▶ _Stored data_:
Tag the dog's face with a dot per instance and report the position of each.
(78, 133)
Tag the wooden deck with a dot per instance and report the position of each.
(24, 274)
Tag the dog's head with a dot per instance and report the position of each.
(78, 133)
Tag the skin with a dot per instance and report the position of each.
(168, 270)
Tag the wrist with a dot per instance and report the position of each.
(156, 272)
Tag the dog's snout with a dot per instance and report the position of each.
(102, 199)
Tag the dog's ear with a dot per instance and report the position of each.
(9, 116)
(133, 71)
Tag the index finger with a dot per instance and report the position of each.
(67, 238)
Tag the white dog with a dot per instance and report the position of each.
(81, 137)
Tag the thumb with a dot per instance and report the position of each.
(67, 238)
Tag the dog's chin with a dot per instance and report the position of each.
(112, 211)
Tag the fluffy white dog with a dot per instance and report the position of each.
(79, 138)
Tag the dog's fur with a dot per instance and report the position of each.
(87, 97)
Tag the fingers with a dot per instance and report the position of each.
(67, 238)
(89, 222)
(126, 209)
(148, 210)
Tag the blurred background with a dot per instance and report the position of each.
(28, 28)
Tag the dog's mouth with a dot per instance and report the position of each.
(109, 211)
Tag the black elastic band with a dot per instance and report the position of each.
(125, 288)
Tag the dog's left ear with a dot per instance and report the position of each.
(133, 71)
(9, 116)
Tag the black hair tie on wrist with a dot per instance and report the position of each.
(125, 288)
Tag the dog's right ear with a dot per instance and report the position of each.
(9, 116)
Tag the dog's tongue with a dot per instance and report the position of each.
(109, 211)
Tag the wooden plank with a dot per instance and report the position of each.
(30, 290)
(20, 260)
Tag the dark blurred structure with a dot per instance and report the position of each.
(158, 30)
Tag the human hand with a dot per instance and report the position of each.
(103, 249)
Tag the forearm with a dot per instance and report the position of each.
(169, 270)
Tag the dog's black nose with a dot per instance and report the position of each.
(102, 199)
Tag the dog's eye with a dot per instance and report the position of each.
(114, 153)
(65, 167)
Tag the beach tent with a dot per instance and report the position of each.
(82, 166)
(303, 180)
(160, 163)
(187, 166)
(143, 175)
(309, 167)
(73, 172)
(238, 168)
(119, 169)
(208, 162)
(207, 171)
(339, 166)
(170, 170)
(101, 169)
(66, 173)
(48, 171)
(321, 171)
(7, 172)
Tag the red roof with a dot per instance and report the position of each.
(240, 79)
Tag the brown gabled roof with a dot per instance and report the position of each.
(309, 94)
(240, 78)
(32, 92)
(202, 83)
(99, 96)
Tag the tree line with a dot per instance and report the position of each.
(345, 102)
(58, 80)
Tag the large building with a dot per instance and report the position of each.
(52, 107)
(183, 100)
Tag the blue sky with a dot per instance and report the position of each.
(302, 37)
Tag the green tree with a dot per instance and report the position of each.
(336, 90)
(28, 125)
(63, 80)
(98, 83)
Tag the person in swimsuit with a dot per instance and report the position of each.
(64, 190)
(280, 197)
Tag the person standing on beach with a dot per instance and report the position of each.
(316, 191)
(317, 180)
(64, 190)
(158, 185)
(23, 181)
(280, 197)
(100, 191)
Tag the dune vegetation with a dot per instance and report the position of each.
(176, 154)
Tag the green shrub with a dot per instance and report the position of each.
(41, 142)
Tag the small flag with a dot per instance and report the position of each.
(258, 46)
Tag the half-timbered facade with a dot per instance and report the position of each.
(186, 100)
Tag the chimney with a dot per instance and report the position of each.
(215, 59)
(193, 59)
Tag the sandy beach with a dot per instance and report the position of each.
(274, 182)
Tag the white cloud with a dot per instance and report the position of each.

▶ _EXERCISE DESCRIPTION_: Reproduce all of the material above verbatim, line for line, with no alterations.

▶ _ANSWER TO THE TASK_:
Tag the dog's face with a dot per instance and report the position of each.
(78, 133)
Tag the wooden deck with a dot per instance and report the position of each.
(24, 274)
Tag the dog's head with a dot per instance and report the position of each.
(78, 133)
Tag the skin with a dot per instance and report the position of each.
(168, 270)
Tag the wrist with a dot per instance and report the position of each.
(156, 272)
Tag the dog's snout with a dot per instance and report the position of each.
(102, 199)
Tag the dog's ear with a dot per instance and report the position of each.
(9, 116)
(133, 71)
Tag the index finger with a dot per instance and report the position of each.
(67, 238)
Tag the white dog with a dot per instance and report the position of each.
(81, 137)
Tag the thumb with a dot per instance and report the position of each.
(67, 238)
Tag the dog's chin with a dot per instance and report the position of each.
(112, 211)
Tag the fluffy white dog with a dot per instance and report the position of each.
(79, 138)
Tag the dog's fur with a dot per instance and report the position of each.
(87, 97)
Tag the fingers with a dot per instance and report the position of each.
(67, 238)
(89, 222)
(126, 209)
(148, 210)
Tag the blurred background with a dot per instance and report the position of each.
(28, 28)
Tag the dog's mouth with a dot per instance and report the position of each.
(109, 211)
Tag the black elastic band with a dot per instance and report the position of each.
(125, 288)
Tag the dog's left ear with a dot per instance and report the position of each.
(133, 71)
(9, 116)
Tag the black hair tie on wrist with a dot per instance and report the position of each.
(125, 288)
Tag the dog's right ear with a dot per instance and report the position of each.
(9, 116)
Tag the dog's tongue with a dot per instance and report the position of each.
(109, 211)
Tag the wooden plank with a dot per instance and report the position of each.
(30, 290)
(20, 260)
Tag the dark blurred structure with a dot per instance and report the position of each.
(158, 30)
Tag the human hand with a dot per instance and report the position of each.
(103, 249)
Tag the forearm with a dot per instance and report the position of each.
(169, 270)
Tag the dog's black nose with a dot per instance and report the position of each.
(102, 199)
Tag the dog's eye with a dot per instance and report the position of each.
(114, 153)
(65, 167)
Tag the beach tent with a dot per instance and report the position of each.
(82, 166)
(303, 180)
(160, 163)
(187, 166)
(143, 175)
(309, 167)
(73, 172)
(238, 168)
(119, 169)
(208, 162)
(207, 171)
(339, 166)
(170, 170)
(101, 169)
(66, 173)
(48, 171)
(321, 171)
(7, 172)
Tag the red roof with a dot per instance and report the position of each.
(240, 79)
Tag the brown gabled roof with a dot per instance and report the position of each.
(309, 94)
(240, 78)
(32, 92)
(202, 83)
(99, 96)
Tag the tree line with a dot per instance and report the position of each.
(345, 102)
(58, 80)
Tag the large building with a dot per instance and report the position of each.
(52, 107)
(183, 100)
Tag the blue sky with a dot per instance and report the position of each.
(302, 37)
Tag the green tree with a dot per instance and report the position of each.
(336, 90)
(28, 125)
(63, 80)
(98, 83)
Tag the person in swimsuit with a dot per instance and report the position of each.
(64, 190)
(280, 197)
Tag the person standing on beach with a dot per instance and report the position of each.
(316, 191)
(317, 180)
(64, 190)
(158, 185)
(23, 181)
(280, 197)
(100, 191)
Tag the dune vegetation with a dot per instance and report the position of each.
(176, 154)
Tag the green shrub with a dot per instance and report the position of each.
(41, 142)
Tag the small flag with a dot per instance and report the position of each.
(258, 46)
Tag the half-timbered facade with a dot per instance and report the position of each.
(186, 100)
Tag the chimney with a dot per instance and report the position of each.
(215, 59)
(193, 59)
Tag the sandy beach with a dot per instance and report the position of each.
(274, 182)
Tag the white cloud with a dot per instance and report the position of each.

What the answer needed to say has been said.